## DOCUMENT SECTION
Retired Forums > UK Getty Images Letter Forum
Can we just 'bottom line' this ?
SherylM:
I've done a lot of reading about all this and just want to get some hard facts on a couple things.
First of all I will say, I know it's inherently complicated because the details of every situation may be different. But in UK copyright law we have section 97 which deals with 'damages' when a copyrighted work is accidentally or innocently used, is removed when notified, and the use is not 'flagrant' etc. (I am paraphrasing).
This seems reasonable and in keeping with the spirit of the law. Sooooooo, my question is this: If the use of an image was unknown/accidental and is sufficiently trivial, was removed upon notification etc. Is there some over-riding element elsewhere in the law that makes section 97 an invalid defense ?
I also have a question about what is likely to be actually awarded by a court if Getty were to win. They may be asking for one amount in their letter, it could be that a different amount would actually be calculated had someone bought a license. And then there is the very real element of 'fair market value', so if a very similar image is offered for 1/10th of the price - then are they not going to have a hard time proving their fee is justified? If I turn this around for a sec, lets say I put up some stock photos and 'ask' £10,000 for the license fee. No one is going to pay it, but if I circulate these images enough someone may just use one not realising it is copyrighted, now surely I cannot just file my court papers and sit back and wait for 10K to be awarded to me.

## PARTS OF THE EXERCISE
1/ According to the forum post, which section of UK copyright law deals with damages when a copyrighted work is used accidentally or innocently?
2/ Gather every line of the records that contains the word "Please".
The records that follow are unrelated to the forum post.

## RAW DATA
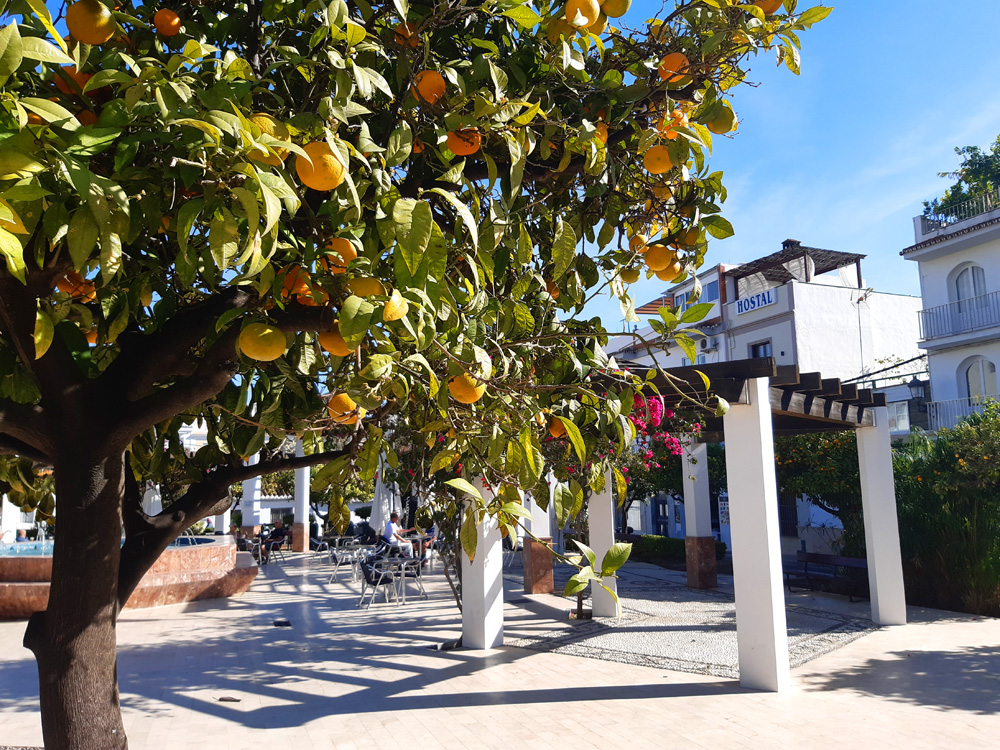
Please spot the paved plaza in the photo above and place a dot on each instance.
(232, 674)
--
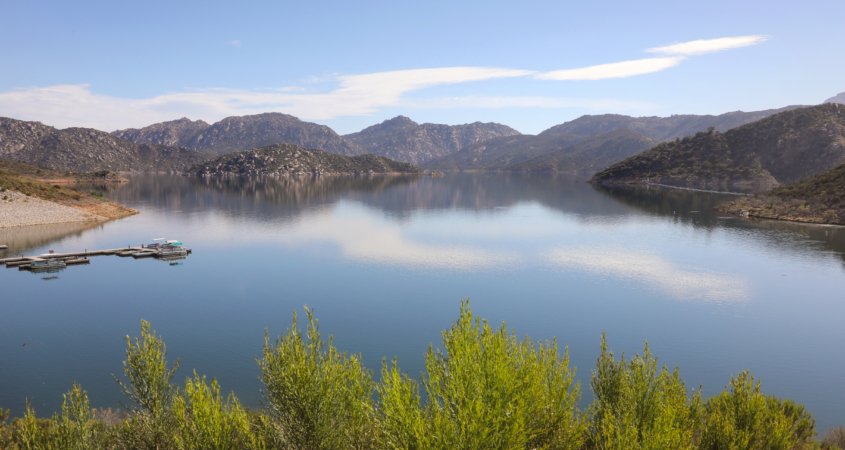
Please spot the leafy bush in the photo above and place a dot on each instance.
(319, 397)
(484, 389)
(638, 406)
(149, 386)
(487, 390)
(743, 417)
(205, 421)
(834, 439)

## THE ANSWERS
1/ Section 97.

2/
Please spot the paved plaza in the photo above and place a dot on each instance.
Please spot the leafy bush in the photo above and place a dot on each instance.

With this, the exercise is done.